- OBJECTIVE
Update the lines below, starting with the line with "One point belongs to every instance of the blue" and going on through the last line, by replacing "blue water" with "open water" wherever it appears and leaving everything else unchanged.

- DATA ROWS
-=-=-=-=-

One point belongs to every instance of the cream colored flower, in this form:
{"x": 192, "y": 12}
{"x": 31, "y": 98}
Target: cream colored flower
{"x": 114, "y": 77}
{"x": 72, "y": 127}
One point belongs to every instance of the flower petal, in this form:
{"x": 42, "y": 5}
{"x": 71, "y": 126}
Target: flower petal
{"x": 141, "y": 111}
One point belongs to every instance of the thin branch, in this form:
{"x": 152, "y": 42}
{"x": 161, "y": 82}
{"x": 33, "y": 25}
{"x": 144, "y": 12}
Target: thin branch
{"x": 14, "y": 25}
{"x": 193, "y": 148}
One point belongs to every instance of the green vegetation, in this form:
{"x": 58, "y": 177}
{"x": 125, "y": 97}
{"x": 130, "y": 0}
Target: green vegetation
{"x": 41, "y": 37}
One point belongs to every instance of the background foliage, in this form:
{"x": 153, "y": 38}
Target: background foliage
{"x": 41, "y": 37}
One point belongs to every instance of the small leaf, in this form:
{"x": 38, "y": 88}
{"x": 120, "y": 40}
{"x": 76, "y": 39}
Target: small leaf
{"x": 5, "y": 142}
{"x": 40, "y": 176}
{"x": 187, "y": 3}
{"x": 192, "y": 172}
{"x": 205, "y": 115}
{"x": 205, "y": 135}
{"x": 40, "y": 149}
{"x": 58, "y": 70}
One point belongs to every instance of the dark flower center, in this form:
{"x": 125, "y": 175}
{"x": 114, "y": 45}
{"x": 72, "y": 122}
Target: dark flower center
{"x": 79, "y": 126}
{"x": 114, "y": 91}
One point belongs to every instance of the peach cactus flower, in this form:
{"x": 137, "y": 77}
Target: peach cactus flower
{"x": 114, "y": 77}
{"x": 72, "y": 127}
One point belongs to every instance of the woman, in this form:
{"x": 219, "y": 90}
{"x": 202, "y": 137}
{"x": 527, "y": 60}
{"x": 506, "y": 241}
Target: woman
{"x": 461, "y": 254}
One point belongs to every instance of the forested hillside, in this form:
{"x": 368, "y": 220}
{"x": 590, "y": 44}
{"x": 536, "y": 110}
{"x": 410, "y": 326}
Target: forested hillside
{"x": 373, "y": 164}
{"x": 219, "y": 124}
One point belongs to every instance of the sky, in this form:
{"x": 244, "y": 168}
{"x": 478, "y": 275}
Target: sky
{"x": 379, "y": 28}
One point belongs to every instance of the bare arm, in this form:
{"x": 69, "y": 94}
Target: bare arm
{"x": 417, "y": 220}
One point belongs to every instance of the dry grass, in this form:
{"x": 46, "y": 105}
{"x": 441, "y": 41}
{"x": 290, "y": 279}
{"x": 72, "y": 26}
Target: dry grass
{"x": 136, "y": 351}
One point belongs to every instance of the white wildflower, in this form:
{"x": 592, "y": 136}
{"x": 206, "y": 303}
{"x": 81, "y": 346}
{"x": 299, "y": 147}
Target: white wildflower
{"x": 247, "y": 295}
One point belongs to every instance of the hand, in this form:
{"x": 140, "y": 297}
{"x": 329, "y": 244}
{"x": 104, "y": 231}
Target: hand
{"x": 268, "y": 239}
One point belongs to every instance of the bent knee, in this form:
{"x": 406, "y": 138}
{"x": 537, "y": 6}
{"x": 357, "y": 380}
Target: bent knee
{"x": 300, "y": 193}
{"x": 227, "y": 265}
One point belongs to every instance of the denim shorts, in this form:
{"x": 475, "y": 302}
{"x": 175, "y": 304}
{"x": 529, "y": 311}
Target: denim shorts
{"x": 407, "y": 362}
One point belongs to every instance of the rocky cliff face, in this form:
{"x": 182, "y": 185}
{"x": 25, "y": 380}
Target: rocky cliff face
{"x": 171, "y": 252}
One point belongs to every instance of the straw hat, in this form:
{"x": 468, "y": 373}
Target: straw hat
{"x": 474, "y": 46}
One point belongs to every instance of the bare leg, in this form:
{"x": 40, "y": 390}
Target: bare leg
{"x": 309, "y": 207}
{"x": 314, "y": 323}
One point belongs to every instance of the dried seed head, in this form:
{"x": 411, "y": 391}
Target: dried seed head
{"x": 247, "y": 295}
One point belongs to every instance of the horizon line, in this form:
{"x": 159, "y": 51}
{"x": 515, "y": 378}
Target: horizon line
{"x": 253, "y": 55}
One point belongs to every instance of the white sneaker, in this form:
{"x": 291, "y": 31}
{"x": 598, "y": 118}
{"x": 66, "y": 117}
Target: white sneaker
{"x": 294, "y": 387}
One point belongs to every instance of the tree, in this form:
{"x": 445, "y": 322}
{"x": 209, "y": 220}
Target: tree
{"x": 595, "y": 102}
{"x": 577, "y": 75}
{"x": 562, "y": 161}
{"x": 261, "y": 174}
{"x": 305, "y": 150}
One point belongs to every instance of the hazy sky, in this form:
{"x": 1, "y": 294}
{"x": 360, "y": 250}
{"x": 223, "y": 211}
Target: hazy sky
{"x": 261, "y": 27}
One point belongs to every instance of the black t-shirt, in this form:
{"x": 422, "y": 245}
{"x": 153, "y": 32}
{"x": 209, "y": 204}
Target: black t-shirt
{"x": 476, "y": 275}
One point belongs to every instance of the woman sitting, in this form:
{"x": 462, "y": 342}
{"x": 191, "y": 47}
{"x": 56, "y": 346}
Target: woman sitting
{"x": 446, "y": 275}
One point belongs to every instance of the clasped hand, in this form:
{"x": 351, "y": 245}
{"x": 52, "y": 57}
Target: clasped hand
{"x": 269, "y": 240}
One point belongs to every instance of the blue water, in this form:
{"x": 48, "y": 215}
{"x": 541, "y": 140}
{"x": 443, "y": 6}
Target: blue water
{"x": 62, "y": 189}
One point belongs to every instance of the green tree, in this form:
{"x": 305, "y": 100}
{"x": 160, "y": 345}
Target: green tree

-=-=-=-=-

- RIGHT ANSWER
One point belongs to every instance of the open water, in this form:
{"x": 48, "y": 215}
{"x": 541, "y": 140}
{"x": 443, "y": 6}
Target: open water
{"x": 62, "y": 189}
One point belongs to every instance of the green tree, in this form:
{"x": 305, "y": 100}
{"x": 160, "y": 345}
Target: green tree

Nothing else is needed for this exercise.